» **SUPPLIED PASSAGE**
So you don't necessarily need to go through the dollar as an intermediary currency. But even if the dollar's role as a payment
currency declines, a reserve currency has very different attributes. A reserve currency
is essentially one that is held as a store of value where foreign central banks hold their
rainy day funds, so to speak, as it's denominated in that currency.
And for that, you need financial markets that are very deep and very liquid, meaning where you can
easily buy or sell huge amounts of those assets. You also need some important elements of an
institutional framework that is foreign investors,
including foreign central banks, need to be able to trust the issuer of those assets.
And the U.S. has a very powerful institutional framework, an independent central bank,
the rule of law and institutionalized system of checks and balances. So if you add that up
with the size of the U.S. economy and the depth and liquidity of its financial markets, I don't see a serious threat to the U.S. dollar's role as a reserve currency.
But certainly, the decline in the dollar's role as a payment currency is going to mean that in
the future, sanctions, which the U.S. has been able to very effectively enforce, are going to become somewhat less potent.
And so we have an entire generation of people who aren't as worried about privacy,
as far as I can tell, aren't as worried about hacks,
and feel very comfortable paying for stuff.

» **DATA EXTRACT**
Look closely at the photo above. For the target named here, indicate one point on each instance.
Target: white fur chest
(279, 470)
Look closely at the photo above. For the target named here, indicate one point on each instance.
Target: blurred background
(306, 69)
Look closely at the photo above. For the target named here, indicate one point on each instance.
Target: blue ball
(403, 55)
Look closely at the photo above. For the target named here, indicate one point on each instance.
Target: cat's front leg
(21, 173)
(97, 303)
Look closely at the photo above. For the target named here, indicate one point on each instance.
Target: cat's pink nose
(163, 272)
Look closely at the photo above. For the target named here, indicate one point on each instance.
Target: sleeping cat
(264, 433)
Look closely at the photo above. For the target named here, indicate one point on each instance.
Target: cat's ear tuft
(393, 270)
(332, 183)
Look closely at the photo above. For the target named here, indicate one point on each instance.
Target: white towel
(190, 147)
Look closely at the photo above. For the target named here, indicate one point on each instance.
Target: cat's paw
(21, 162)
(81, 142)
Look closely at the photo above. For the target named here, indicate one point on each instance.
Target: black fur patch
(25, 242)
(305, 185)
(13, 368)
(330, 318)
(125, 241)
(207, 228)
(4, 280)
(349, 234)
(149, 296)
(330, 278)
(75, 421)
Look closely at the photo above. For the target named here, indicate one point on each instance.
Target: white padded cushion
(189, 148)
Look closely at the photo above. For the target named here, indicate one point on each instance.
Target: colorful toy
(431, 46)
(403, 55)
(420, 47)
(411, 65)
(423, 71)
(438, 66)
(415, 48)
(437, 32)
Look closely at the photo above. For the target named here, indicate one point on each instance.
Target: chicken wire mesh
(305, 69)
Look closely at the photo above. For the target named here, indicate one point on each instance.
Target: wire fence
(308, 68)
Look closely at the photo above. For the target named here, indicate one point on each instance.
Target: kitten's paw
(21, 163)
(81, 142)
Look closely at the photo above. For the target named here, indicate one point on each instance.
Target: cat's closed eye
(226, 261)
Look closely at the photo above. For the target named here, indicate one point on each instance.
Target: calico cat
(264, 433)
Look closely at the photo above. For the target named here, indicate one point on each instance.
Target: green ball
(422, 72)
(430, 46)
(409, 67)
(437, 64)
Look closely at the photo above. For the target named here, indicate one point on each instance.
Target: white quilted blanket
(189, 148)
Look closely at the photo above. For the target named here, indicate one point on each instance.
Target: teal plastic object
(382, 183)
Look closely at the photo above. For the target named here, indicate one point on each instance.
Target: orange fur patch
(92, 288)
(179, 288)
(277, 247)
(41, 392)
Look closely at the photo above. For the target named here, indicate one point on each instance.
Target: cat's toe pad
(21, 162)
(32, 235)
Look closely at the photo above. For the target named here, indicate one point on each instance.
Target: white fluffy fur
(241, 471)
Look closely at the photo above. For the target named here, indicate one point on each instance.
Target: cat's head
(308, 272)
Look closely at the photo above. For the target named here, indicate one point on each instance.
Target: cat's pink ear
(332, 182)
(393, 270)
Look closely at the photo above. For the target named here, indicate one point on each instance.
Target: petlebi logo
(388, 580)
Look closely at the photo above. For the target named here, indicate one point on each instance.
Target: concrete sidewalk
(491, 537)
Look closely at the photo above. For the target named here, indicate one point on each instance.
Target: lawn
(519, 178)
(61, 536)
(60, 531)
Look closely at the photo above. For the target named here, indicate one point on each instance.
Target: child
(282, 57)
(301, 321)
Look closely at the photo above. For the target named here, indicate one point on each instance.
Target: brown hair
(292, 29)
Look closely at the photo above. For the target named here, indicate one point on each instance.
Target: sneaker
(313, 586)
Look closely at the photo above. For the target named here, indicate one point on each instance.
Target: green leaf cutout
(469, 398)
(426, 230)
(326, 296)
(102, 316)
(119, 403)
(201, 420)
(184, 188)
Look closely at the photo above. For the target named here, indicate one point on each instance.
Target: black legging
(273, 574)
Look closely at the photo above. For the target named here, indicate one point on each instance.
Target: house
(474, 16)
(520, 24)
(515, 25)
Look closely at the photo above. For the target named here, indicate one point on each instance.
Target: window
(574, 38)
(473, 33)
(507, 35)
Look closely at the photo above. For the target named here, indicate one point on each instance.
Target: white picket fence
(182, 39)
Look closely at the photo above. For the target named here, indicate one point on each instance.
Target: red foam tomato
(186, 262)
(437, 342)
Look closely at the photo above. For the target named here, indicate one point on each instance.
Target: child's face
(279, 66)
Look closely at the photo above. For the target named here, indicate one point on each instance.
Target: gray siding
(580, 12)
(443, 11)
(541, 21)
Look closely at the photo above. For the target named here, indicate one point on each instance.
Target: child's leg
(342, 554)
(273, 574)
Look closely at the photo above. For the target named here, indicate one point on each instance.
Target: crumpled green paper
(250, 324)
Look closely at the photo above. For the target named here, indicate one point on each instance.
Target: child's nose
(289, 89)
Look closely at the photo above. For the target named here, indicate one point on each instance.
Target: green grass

» **TASKS TO COMPLETE**
a) Which parts of the U.S. institutional framework does the passage on the U.S. dollar name?
b) Could you pick up the passage on the U.S. dollar right after its final sentence and carry it forward?
The data here stands apart from the passage on the U.S. dollar.

» **RESULTS FOR EACH TASK**
a)
- An independent central bank
- The rule of law
- An institutionalized system of checks and balances

b)
I've always thought that privacy, there's some consumer dissonance,
that people talk a big game about privacy,
and then they take selfies of themselves and announce where they are via gps or via uber it seems to me that privacy
is something that for people over the age of 50 in brussels or dc are the benefits are the upside
of the government being able to track illicit activity do those outweigh the violation of
privacy i know this is a more of an conversation here, but will we end up with the kill of, just as some people have burner phones,
do you think we'll end up with burner digital currency that can't be leaked back to an
individual? What do you think wins out here, utility and government protocols, which are
important for the emergence and health of any market, or privacy? Because so far it strikes
me that privacy is losing in almost every, in terms of consumer
behavior.
Yeah, this seems to be a generational thing, Scott.
I care about my privacy.
My adolescent kids don't seem to have any expectation of privacy.
They're perfectly comfortable, as you pointed out, being tracked all the time and in fact
seem to relish that prospect to some
extent. Now, I think even for those who value privacy and confidentiality in their financial
life, the convenience of digital payments is going to win over because from the point of
view of consumers, it's very easy to use digital payments with the swipe of a phone. For businesses, not having to deal with the hassle of handling cash and having it be vulnerable to loss and theft is a benefit.
And for governments, it's a boon because it means that central bank money cannot easily be used for illicit activities such as trafficking and terrorism financing.
It also brings a lot of economic activity out of the shadows and into the tax net.
So I think for consumers, businesses, and governments, the advantages are significant
enough that we are all going to bow to the reality of digital payments. But having said that,
the interesting thing is that technology, while it might lead us to some dark places,
is also giving us potentially a way of resolving some of these contradictions.
So, for instance, China is moving forward with the central bank digital currency, but the Chinese central bank is introducing, but you can use those digital wallets
only for low value transactions or to hold small balances. So the idea is if you want to use
government issued money for larger transactions or to maintain large balances, you have to identify
yourself, you have to know your customer requirements and so on. But perhaps there is a way
if you just want to buy a cup of coffee
using a digital payment system provided by the government,
you can still maintain some degree of privacy.
So let's talk specifically,
when we talk about fintech, it encompasses so many things.
Let's talk about Web3, tokens, NFTs, and DAOs.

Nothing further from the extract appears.